(Directions for this task): The required output is the line with "[spot] the metallic" and each line that follows it to the end of the entries below, copied exactly and with nothing added.

Segment Start: Data shown

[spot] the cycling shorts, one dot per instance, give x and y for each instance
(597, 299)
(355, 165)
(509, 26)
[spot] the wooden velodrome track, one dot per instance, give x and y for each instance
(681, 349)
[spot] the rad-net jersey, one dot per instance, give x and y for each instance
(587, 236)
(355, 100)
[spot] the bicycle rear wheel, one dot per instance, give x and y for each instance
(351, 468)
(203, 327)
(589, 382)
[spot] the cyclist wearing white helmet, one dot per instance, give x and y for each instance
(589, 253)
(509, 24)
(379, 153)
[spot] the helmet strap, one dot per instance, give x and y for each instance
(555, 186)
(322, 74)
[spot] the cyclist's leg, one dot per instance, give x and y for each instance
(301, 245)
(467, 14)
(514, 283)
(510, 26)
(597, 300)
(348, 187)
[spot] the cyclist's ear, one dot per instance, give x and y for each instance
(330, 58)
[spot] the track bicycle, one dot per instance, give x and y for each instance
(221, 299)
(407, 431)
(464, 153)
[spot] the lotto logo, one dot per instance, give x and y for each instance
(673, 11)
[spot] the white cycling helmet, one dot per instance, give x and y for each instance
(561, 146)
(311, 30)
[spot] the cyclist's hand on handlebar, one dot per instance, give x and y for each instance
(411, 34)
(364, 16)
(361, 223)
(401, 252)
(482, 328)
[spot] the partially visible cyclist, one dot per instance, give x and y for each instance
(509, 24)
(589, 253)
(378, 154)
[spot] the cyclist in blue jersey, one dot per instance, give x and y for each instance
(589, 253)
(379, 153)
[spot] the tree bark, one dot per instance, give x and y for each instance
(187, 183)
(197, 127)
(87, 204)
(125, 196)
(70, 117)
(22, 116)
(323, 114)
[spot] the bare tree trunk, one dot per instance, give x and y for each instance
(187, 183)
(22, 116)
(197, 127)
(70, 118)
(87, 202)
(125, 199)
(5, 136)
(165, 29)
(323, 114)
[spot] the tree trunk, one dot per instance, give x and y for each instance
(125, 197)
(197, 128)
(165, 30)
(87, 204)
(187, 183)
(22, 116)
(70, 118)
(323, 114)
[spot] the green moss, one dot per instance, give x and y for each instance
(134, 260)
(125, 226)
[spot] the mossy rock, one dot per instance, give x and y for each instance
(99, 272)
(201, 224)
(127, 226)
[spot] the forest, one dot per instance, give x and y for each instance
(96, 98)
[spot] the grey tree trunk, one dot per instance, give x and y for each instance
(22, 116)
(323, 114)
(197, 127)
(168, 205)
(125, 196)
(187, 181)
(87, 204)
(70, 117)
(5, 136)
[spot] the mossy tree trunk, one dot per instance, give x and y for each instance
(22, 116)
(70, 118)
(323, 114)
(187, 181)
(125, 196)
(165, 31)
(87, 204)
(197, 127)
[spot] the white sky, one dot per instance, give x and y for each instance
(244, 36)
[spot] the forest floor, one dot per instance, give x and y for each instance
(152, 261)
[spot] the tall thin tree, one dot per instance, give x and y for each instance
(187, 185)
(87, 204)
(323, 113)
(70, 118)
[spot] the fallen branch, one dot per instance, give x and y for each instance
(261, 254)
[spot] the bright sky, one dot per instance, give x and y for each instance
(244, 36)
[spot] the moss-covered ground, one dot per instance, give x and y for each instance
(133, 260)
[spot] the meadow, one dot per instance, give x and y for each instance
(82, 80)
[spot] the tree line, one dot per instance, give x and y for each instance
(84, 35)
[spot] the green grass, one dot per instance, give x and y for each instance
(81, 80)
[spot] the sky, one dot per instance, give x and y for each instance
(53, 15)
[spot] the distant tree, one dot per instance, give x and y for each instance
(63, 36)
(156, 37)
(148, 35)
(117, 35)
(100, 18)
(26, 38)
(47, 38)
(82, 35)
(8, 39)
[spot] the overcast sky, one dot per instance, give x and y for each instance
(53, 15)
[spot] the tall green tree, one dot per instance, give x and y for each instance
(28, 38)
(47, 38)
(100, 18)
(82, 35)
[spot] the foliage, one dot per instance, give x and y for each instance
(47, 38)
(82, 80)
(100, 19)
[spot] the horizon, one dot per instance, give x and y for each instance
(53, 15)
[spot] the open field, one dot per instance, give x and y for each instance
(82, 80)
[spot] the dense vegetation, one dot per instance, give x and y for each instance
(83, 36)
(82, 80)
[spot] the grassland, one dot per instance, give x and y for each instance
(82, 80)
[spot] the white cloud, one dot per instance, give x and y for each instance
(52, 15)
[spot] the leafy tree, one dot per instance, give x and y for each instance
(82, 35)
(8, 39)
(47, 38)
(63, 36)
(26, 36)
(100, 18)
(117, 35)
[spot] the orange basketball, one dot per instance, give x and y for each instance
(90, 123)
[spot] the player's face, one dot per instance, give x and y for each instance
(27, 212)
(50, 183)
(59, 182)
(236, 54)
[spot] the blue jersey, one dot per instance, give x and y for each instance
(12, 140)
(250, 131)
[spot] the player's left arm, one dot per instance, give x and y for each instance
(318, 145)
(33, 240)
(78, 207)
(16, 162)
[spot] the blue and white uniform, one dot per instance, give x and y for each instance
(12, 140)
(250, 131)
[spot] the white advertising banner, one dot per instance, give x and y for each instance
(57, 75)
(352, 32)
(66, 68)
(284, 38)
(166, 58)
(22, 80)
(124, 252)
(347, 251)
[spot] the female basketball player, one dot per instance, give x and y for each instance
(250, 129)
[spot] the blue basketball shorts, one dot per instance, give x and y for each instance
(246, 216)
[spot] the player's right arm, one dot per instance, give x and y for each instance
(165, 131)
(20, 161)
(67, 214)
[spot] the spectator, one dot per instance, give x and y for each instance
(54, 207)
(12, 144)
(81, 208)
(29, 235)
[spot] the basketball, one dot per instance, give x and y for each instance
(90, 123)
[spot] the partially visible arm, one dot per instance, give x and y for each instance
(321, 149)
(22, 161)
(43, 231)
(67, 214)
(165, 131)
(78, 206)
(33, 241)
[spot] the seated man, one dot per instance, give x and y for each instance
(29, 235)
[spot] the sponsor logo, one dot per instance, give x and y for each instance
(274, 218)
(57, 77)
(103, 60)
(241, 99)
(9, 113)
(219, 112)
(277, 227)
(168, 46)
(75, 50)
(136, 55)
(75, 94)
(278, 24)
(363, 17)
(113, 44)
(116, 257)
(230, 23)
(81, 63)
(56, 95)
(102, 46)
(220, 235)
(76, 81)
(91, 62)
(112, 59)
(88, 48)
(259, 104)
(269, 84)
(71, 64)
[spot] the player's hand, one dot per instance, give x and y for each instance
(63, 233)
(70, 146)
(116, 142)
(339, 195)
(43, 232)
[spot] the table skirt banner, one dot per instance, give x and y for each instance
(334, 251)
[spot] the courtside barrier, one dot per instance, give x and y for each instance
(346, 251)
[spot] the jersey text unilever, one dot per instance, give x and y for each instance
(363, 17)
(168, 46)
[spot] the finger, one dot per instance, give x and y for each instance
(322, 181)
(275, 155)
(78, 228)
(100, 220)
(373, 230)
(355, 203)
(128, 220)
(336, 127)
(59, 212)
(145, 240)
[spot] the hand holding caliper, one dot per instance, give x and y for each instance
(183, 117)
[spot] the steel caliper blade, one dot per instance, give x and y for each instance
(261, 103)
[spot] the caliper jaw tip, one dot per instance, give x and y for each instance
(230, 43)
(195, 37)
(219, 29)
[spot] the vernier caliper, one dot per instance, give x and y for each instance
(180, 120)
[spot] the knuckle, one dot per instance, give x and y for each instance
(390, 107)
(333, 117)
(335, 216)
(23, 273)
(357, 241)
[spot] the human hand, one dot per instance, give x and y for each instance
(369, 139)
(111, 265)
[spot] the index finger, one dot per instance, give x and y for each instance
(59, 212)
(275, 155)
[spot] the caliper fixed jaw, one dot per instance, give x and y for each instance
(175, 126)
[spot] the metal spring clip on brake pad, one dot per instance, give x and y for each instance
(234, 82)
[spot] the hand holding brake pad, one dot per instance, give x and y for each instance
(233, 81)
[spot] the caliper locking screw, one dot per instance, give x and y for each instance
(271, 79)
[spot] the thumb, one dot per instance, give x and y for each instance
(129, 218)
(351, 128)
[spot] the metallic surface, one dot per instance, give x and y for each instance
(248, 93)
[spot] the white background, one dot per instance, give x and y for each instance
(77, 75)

Segment End: Data shown

(Written reply):
[spot] the metallic surface, one dot per instance, give x and y for each instance
(248, 93)
[spot] the white background, one dot per instance, give x and y for each instance
(77, 75)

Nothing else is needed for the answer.